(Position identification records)
******

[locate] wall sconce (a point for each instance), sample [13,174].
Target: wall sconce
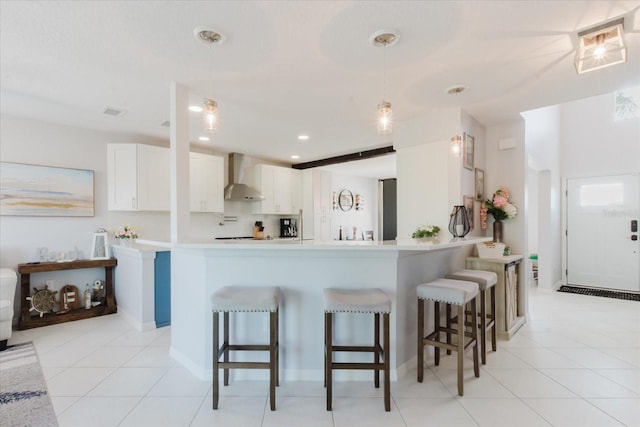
[459,225]
[601,46]
[456,146]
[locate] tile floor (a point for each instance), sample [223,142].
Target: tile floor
[575,363]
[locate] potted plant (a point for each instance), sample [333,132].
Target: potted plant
[426,233]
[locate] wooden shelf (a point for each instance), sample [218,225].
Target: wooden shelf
[27,321]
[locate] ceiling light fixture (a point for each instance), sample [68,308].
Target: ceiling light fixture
[384,38]
[210,117]
[601,46]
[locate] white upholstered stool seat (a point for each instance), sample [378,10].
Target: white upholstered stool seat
[245,299]
[450,292]
[485,280]
[358,301]
[456,292]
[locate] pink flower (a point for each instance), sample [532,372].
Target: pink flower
[500,201]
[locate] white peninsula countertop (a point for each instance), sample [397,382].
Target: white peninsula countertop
[302,270]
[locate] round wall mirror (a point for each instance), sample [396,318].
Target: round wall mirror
[345,200]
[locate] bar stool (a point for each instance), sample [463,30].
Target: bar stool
[450,292]
[245,299]
[358,301]
[485,280]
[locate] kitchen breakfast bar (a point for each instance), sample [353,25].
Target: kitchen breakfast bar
[302,270]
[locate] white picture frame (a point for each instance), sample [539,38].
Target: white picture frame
[100,246]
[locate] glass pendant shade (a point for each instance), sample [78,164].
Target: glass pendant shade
[459,222]
[385,118]
[601,47]
[209,115]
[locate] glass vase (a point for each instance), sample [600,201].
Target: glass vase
[497,231]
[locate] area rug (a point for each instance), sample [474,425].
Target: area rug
[24,399]
[600,293]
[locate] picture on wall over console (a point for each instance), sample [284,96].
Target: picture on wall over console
[468,151]
[31,190]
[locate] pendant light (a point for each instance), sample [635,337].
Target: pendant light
[209,115]
[384,38]
[209,106]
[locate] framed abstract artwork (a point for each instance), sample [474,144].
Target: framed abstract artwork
[31,190]
[479,185]
[468,151]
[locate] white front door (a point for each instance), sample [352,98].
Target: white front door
[602,249]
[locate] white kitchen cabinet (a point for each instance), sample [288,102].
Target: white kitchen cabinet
[281,188]
[137,177]
[206,182]
[316,205]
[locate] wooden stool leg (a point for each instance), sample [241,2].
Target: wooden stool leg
[448,315]
[460,350]
[329,357]
[474,336]
[216,356]
[420,339]
[436,321]
[376,347]
[226,343]
[387,363]
[273,324]
[483,326]
[493,318]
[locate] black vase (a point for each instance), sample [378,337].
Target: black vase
[497,231]
[459,225]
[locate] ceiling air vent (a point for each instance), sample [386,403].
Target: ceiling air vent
[115,112]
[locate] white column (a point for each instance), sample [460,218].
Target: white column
[179,163]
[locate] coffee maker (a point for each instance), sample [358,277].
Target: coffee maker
[288,228]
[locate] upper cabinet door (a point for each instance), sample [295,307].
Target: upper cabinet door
[281,188]
[153,178]
[122,186]
[137,177]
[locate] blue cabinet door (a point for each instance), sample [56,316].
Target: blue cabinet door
[162,270]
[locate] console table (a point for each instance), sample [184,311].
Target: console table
[27,321]
[509,291]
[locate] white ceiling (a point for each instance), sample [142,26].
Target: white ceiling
[289,67]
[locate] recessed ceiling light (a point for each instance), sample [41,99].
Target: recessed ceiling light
[206,35]
[114,111]
[457,90]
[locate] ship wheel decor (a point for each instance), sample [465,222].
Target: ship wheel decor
[42,300]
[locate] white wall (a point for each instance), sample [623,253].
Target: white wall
[430,179]
[544,189]
[365,219]
[593,143]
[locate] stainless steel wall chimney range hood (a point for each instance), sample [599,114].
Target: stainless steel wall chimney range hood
[237,189]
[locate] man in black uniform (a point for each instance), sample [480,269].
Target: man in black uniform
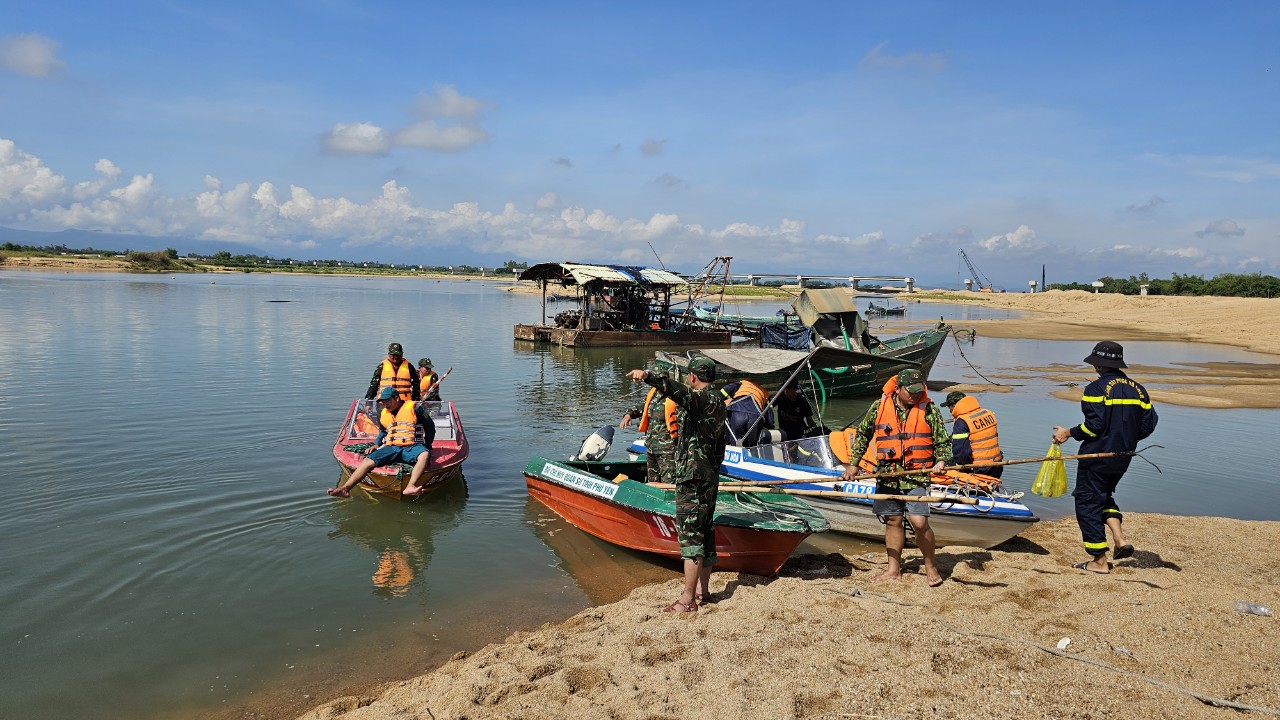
[1118,413]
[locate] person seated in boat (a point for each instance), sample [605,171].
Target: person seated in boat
[795,414]
[973,437]
[429,382]
[397,373]
[744,404]
[908,437]
[397,442]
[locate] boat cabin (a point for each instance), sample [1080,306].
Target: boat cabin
[611,305]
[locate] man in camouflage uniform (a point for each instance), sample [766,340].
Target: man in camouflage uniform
[908,434]
[696,459]
[659,442]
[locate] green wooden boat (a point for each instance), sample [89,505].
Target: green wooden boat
[754,532]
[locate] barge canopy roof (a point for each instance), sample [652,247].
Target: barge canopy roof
[576,273]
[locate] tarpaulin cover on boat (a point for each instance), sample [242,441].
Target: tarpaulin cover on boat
[763,360]
[576,273]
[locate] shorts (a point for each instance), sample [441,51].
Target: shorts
[388,454]
[899,507]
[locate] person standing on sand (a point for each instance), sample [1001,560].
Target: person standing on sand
[973,436]
[397,373]
[397,442]
[1118,413]
[698,455]
[905,432]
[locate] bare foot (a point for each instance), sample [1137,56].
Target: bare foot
[681,607]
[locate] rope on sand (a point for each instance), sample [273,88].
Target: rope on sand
[970,338]
[1202,697]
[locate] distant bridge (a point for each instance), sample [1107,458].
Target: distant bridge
[754,278]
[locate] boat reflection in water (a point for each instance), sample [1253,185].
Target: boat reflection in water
[400,537]
[604,572]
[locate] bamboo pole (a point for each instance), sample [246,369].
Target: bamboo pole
[926,470]
[730,487]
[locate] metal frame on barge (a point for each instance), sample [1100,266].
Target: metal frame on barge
[617,305]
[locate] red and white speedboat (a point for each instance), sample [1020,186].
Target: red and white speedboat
[360,429]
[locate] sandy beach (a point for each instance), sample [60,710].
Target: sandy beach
[1014,632]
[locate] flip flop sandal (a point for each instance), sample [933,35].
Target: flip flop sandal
[681,607]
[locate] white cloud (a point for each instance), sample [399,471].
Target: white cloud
[1221,228]
[1022,240]
[1156,201]
[447,103]
[652,146]
[357,139]
[32,55]
[292,218]
[929,63]
[447,123]
[24,180]
[447,139]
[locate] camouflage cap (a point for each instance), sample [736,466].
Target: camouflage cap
[703,368]
[910,379]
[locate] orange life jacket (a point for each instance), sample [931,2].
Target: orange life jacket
[909,442]
[425,382]
[401,425]
[397,378]
[983,437]
[668,410]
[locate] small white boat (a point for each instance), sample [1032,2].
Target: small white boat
[809,464]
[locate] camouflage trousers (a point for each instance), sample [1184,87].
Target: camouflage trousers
[659,466]
[695,513]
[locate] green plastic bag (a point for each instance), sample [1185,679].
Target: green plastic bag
[1051,478]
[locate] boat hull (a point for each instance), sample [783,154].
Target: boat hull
[864,381]
[576,337]
[448,451]
[634,515]
[997,516]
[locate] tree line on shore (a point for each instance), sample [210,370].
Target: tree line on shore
[1226,285]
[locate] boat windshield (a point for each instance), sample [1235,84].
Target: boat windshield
[364,420]
[804,452]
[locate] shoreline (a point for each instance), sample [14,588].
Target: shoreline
[1014,632]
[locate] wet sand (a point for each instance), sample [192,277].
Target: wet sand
[1014,632]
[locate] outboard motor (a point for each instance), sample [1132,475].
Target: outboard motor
[595,446]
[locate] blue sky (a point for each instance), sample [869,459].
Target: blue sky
[1097,139]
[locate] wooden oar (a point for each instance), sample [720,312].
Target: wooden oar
[728,487]
[926,470]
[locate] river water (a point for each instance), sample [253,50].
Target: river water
[168,548]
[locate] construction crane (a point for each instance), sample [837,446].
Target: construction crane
[983,283]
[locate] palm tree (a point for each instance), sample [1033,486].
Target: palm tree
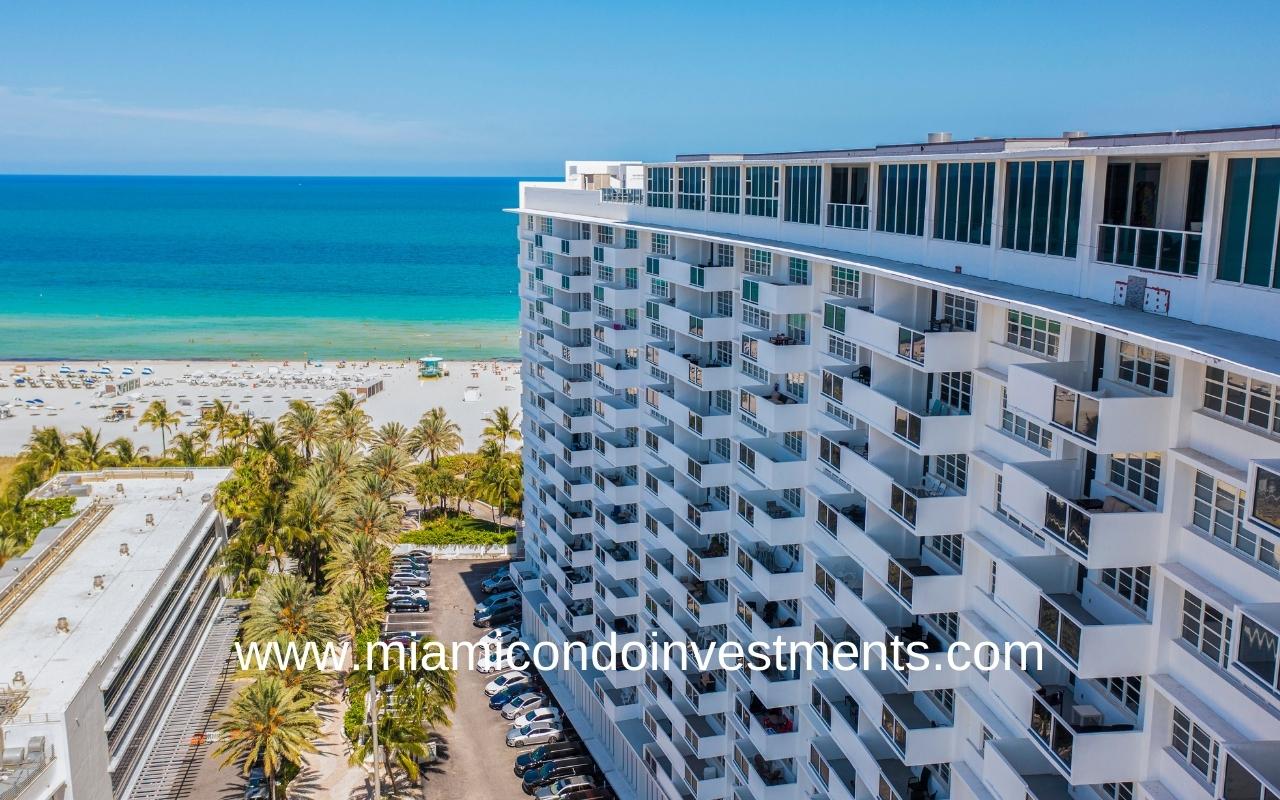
[90,451]
[159,417]
[437,435]
[268,723]
[302,426]
[359,560]
[501,426]
[287,606]
[355,608]
[187,449]
[126,453]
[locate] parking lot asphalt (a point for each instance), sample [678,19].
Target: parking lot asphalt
[475,762]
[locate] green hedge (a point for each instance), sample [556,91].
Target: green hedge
[458,530]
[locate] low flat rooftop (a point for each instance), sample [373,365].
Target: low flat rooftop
[56,664]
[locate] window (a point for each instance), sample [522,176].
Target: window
[1144,368]
[726,190]
[1138,474]
[757,261]
[804,195]
[949,547]
[841,348]
[658,187]
[901,199]
[1257,652]
[1197,746]
[1125,690]
[955,389]
[1217,510]
[961,201]
[1253,402]
[846,282]
[960,311]
[849,197]
[798,270]
[762,191]
[1207,629]
[1042,206]
[1020,428]
[833,318]
[1133,585]
[1247,251]
[952,469]
[1033,333]
[693,184]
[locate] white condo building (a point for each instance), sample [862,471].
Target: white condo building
[995,389]
[99,626]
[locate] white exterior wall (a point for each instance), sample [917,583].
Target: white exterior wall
[576,384]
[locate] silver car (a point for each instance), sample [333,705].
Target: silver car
[535,734]
[522,703]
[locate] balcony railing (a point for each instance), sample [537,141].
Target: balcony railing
[627,196]
[1155,248]
[848,215]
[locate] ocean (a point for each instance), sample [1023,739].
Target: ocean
[141,268]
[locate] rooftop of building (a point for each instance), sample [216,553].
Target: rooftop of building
[942,144]
[58,576]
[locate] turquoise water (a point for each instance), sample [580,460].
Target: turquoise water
[270,268]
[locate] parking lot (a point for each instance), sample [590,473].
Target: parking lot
[475,758]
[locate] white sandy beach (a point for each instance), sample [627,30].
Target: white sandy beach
[263,388]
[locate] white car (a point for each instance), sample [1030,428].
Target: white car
[534,734]
[522,703]
[503,634]
[502,659]
[563,786]
[504,680]
[547,713]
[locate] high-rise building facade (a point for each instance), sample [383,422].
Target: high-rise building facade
[949,392]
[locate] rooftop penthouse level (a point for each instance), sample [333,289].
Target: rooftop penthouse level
[1178,223]
[97,624]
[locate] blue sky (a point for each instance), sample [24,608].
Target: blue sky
[423,87]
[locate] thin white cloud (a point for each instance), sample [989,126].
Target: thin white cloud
[321,123]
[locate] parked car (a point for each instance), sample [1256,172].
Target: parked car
[547,712]
[522,703]
[552,780]
[503,634]
[411,579]
[506,679]
[408,606]
[503,659]
[535,734]
[547,753]
[510,693]
[498,583]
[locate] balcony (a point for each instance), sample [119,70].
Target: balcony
[1078,739]
[1102,531]
[1114,419]
[776,352]
[1096,636]
[917,739]
[773,408]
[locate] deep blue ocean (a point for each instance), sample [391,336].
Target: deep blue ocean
[272,268]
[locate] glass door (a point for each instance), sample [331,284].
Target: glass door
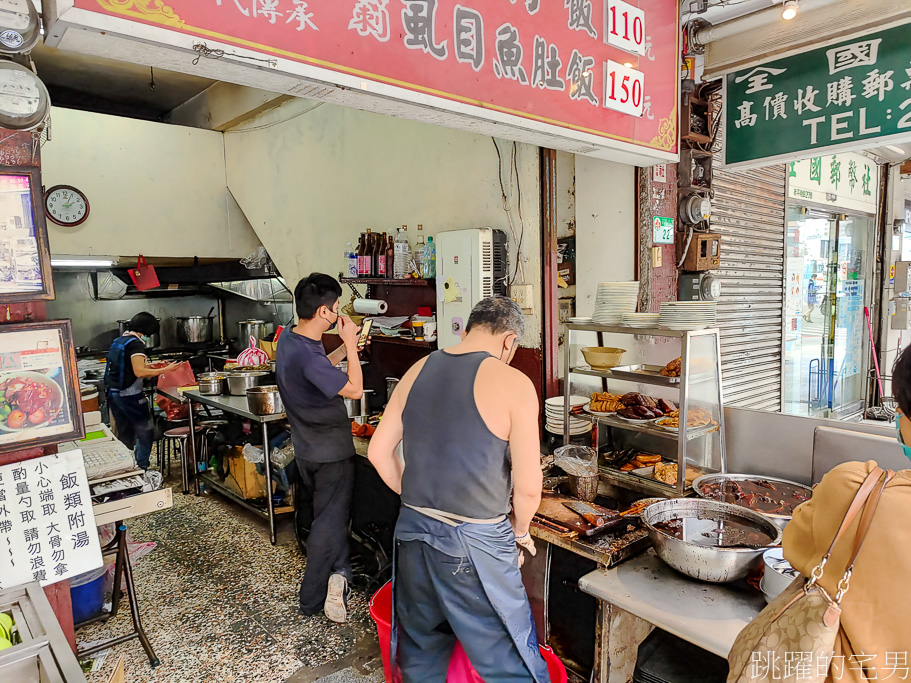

******

■ Do this:
Gather every line from the records above that contains the word "sandal", and copy each of those lines in full.

■ Solution for this problem:
[locate] flip flop sandal (a point for each instance), sample [933,35].
Target: flip flop sandal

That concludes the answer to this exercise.